Date: 01/01/1990The Internet Movie Database (abbreviated IMDb) is an online database of information related to films, television programs and video games, including cast, production crew, fictional characters, biographies, plot summaries, trivia and reviews. Actors and crew can post their own résumé and upload photos of themselves for a yearly fee. U.S. users can view over 6,000 movies and television shows from CBS, Sony, and various independent filmmakers.
Launched in 1990 by professional computer programmer Col Needham, the company was incorporated in the UK as Internet Movie Database Ltd in 1996 with revenue generated through advertising, licensing and partnerships. In 1998 it became a subsidiary of Amazon.com, who were then able to use it as an advertising resource for selling DVDs and videotapes.
As of September 2016, IMDb has approximately 3.9 million titles (including episodes) and 7.4 million personalities in its database, as well as 67 million registered users. It is ranked 58 in Alexa Top Global sites ranking.
The site enables registered users to submit new material and request edits to existing entries. Although all data is checked before going live, the system has been open to abuse and occasional errors are acknowledged. Users are also invited to rate any film on a scale of 1 to 10, and the totals are converted into a weighted mean-rating that is displayed beside each title, with online filters employed to deter ballot-stuffing. The site also features message boards which stimulate regular debates among authenticated users.

▶ **DATA SEGMENT**
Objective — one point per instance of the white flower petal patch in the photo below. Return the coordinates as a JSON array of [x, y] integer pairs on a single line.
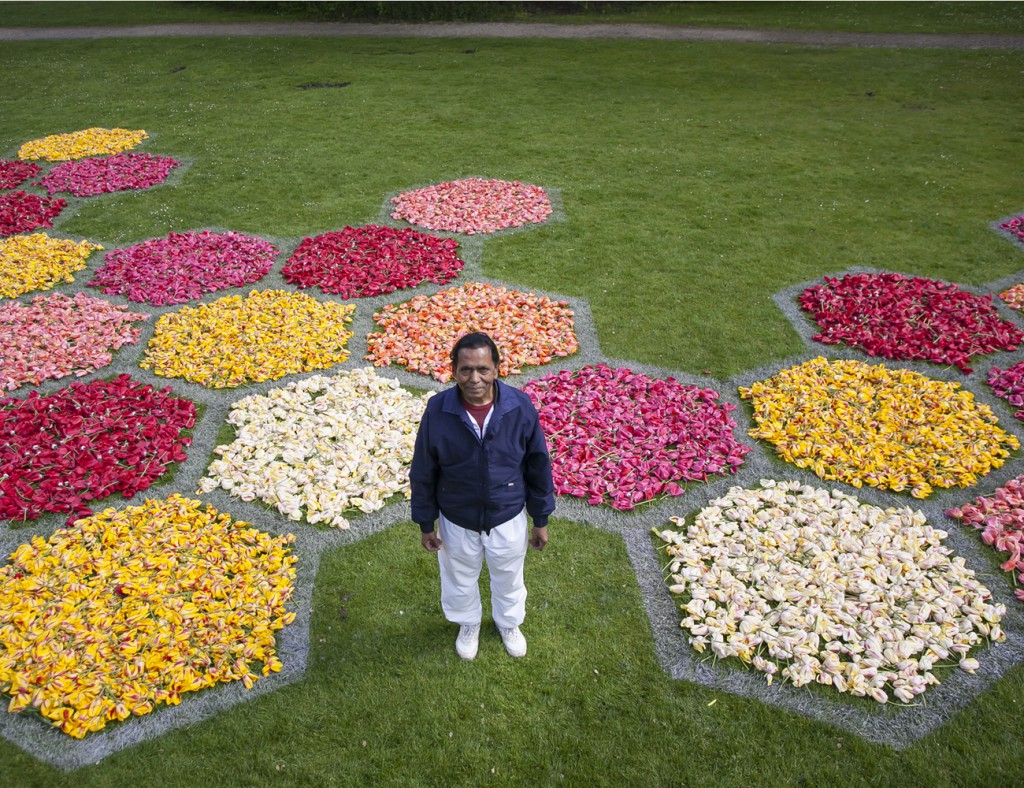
[[814, 585], [322, 446]]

▶ **WHAT IS EXPECTED**
From the text on the Internet Movie Database, extract word for word the passage starting with "Launched in 1990" and going on through "Global sites ranking.".

▶ **FINAL ANSWER**
Launched in 1990 by professional computer programmer Col Needham, the company was incorporated in the UK as Internet Movie Database Ltd in 1996 with revenue generated through advertising, licensing and partnerships. In 1998 it became a subsidiary of Amazon.com, who were then able to use it as an advertising resource for selling DVDs and videotapes.
As of September 2016, IMDb has approximately 3.9 million titles (including episodes) and 7.4 million personalities in its database, as well as 67 million registered users. It is ranked 58 in Alexa Top Global sites ranking.